REQUIREMENTS:
Present every line of the material below as a Markdown table with the columns Row and Line, numbering the rows and skipping blank lines. Omit the pictures.
= = = = =
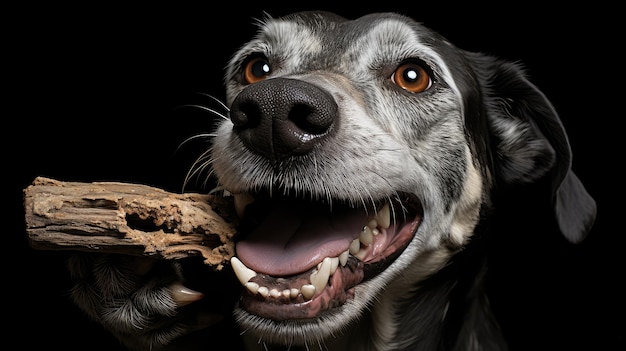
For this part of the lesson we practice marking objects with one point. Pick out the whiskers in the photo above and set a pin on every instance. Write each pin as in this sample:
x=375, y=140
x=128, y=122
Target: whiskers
x=201, y=168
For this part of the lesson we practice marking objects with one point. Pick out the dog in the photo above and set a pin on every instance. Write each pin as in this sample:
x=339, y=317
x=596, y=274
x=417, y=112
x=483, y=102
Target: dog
x=367, y=159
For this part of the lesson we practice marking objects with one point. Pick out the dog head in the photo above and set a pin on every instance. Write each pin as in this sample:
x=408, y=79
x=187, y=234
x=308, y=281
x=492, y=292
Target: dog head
x=362, y=155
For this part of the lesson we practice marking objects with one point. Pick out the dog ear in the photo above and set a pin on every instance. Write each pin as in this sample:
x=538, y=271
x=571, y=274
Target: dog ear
x=530, y=142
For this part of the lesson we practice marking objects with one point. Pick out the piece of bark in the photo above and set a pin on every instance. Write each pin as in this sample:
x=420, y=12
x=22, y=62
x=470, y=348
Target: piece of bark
x=132, y=219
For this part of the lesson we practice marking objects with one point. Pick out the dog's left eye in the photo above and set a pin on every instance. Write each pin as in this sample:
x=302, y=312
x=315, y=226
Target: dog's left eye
x=256, y=69
x=412, y=76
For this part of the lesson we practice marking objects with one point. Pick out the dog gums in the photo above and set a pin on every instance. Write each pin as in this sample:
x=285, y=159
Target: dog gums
x=131, y=219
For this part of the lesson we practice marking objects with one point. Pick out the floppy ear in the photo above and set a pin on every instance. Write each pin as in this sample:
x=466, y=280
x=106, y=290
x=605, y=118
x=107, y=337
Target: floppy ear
x=530, y=142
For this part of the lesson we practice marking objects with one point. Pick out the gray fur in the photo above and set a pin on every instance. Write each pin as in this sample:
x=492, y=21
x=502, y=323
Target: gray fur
x=479, y=128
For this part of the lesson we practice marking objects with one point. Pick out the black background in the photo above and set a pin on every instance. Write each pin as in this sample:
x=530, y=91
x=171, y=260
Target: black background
x=93, y=93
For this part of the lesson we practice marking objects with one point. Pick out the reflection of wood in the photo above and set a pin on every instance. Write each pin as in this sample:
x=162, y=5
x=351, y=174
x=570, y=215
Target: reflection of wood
x=129, y=219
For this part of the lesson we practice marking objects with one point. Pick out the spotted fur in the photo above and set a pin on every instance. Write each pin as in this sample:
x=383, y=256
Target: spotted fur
x=480, y=128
= = = = =
RESPONSE TO THE TASK:
| Row | Line |
|---|---|
| 1 | For this part of the lesson we practice marking objects with one point. Pick out the whiskers in the photo above and set a pin on every instance. Write each pin as in this sample: |
| 2 | x=375, y=140 |
| 3 | x=128, y=122 |
| 4 | Target: whiskers |
| 5 | x=201, y=168 |
| 6 | For this part of the lesson we practice marking objects with one point. Pick out the dog in the photo above and set a pin on every instance. Write each pin as in this sample: |
| 7 | x=339, y=317 |
| 8 | x=596, y=274 |
| 9 | x=417, y=112 |
| 10 | x=483, y=102 |
| 11 | Target: dog |
| 12 | x=367, y=159 |
| 13 | For this part of the lesson we practice marking objects with one point. Pick out the dog head in the photo above and set a pin on every instance. Write each pin as in this sample: |
| 14 | x=408, y=79 |
| 15 | x=187, y=234 |
| 16 | x=308, y=281 |
| 17 | x=492, y=292 |
| 18 | Target: dog head |
| 19 | x=362, y=155 |
| 20 | For this part of the lesson we practice marking objects with one point. Pick out the dog ear in the photo above and set a pin on every instance. Write each pin as in this sample: |
| 21 | x=538, y=271 |
| 22 | x=571, y=274 |
| 23 | Target: dog ear |
| 24 | x=530, y=142 |
| 25 | For this part of the lesson we practice marking objects with one point. Pick out the piece of bark in the photo above and set a pin on every instance. Write each pin as in this sample: |
| 26 | x=420, y=12 |
| 27 | x=22, y=62 |
| 28 | x=470, y=348 |
| 29 | Target: piece of bark |
| 30 | x=132, y=219 |
| 31 | For this part of the lesson we practice marking objects with one point. Pick out the dog's left eye in the photo above and set a pin on every instance. Write each pin as in this sample: |
| 32 | x=302, y=312 |
| 33 | x=315, y=226 |
| 34 | Target: dog's left eye |
| 35 | x=256, y=69 |
| 36 | x=412, y=76 |
| 37 | For this part of the lesson we practice marking objects with one point. Pick out the dog gums in the photo above and set a pin on every instance. Write each pin as in this sample: |
| 38 | x=285, y=159 |
| 39 | Target: dog gums |
| 40 | x=131, y=219 |
| 41 | For this part of the lesson we practice marking objects with one point. Pick out the floppy ear in the photo above and set a pin on every instance. Write each pin as in this sample: |
| 42 | x=466, y=280 |
| 43 | x=106, y=290 |
| 44 | x=605, y=118 |
| 45 | x=107, y=337 |
| 46 | Target: floppy ear |
| 47 | x=530, y=142 |
| 48 | For this part of the lesson we practice marking objects with one point. Pick out the gray fur in the photo above and set a pin on every instance. Write each pin as in this sample: |
| 49 | x=492, y=21 |
| 50 | x=502, y=323 |
| 51 | Target: gray fur |
| 52 | x=479, y=128 |
| 53 | For this part of the lesson we practice marking objects with one point. Pick out the black background in the photo above and set a pin on every instance. Write each pin as in this sample: |
| 54 | x=530, y=91 |
| 55 | x=171, y=260 |
| 56 | Target: black background |
| 57 | x=93, y=93 |
| 58 | For this part of the lesson we practice marking objects with one point. Pick out the reflection of wood in the photo above and set a pin on every instance. Write each pin as in this sample: |
| 59 | x=162, y=5 |
| 60 | x=351, y=174 |
| 61 | x=570, y=215 |
| 62 | Target: reflection of wood |
| 63 | x=129, y=219 |
| 64 | For this part of the lesson we practice marking objects with one point. Pick out the spotted fur in the photo above and set a pin on every instance. Write each pin as in this sample: |
| 65 | x=383, y=256 |
| 66 | Target: spotted fur |
| 67 | x=480, y=128 |